▶ [What you need to do]: Return, word for word, the lines of the records below, starting at the line that contains "A colleague needs bounding boxes for every decorative" and ending at the line that contains "[131,56,557,953]", with both of those lines included.

▶ [Material shown]:
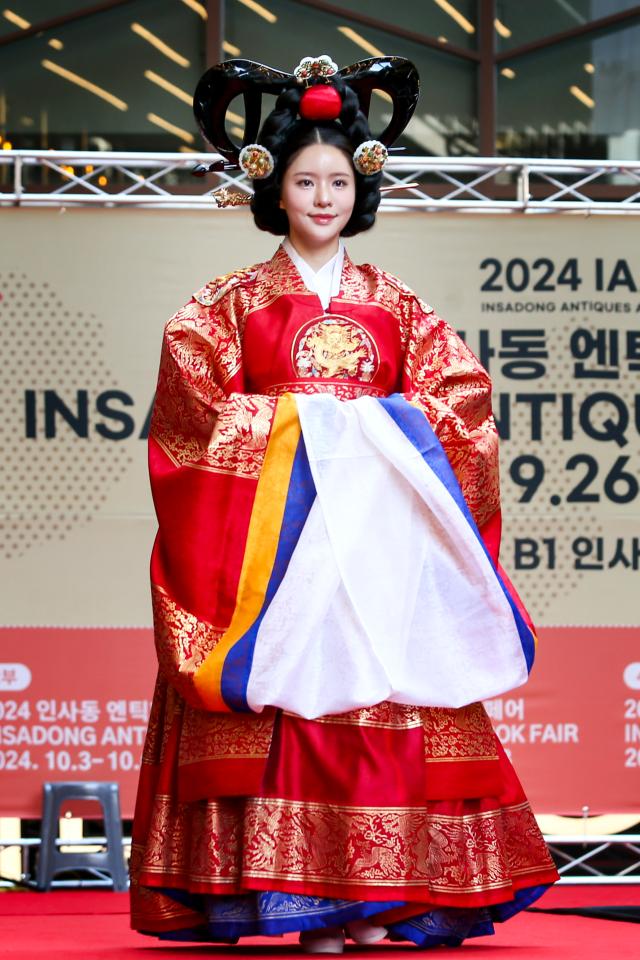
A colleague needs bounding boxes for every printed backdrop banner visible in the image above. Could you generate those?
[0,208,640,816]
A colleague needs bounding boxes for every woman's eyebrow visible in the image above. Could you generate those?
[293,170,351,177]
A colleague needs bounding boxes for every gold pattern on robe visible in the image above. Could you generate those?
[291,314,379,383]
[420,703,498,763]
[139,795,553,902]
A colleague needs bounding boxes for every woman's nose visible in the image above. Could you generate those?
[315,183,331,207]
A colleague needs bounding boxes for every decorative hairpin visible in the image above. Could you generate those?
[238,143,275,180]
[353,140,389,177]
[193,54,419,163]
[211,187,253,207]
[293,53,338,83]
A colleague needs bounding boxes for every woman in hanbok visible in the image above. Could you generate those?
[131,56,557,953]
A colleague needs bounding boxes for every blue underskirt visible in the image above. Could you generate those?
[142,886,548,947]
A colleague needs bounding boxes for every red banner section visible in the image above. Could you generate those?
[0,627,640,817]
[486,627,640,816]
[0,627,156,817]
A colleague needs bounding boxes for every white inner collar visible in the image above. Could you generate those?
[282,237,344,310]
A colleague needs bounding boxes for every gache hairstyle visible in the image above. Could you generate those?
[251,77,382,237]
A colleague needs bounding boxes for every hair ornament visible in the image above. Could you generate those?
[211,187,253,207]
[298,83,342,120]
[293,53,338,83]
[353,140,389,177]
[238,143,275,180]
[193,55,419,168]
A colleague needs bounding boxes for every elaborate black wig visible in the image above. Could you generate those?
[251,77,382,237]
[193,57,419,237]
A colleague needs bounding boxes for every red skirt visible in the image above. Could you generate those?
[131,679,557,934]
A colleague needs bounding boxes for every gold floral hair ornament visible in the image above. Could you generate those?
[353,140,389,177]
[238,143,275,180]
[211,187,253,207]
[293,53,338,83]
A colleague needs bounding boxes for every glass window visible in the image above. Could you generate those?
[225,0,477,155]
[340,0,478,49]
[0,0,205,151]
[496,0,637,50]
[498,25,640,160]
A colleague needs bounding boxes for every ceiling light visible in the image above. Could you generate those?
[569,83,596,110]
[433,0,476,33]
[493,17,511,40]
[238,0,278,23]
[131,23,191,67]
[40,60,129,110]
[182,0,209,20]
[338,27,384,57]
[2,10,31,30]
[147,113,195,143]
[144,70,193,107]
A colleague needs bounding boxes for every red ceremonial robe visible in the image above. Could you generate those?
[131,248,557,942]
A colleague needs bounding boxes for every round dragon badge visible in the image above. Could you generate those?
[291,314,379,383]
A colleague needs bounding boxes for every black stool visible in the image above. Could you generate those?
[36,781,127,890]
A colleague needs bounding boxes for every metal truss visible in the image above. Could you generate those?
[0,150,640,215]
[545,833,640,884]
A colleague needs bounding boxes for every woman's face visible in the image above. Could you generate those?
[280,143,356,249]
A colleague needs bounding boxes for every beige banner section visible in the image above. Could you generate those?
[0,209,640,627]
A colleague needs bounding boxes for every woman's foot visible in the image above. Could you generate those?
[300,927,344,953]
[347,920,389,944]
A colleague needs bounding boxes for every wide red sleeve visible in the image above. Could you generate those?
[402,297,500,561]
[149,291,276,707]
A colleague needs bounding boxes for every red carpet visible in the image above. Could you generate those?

▶ [Result below]:
A colleague needs bounding boxes for every decorative hairpin visible in the image above. Could you generate those?
[238,143,275,180]
[353,140,389,177]
[193,54,419,163]
[211,187,253,207]
[293,53,338,83]
A colleague needs bounding boxes for every woman in hanbok visible in the image above. Could you generate those?
[131,56,557,953]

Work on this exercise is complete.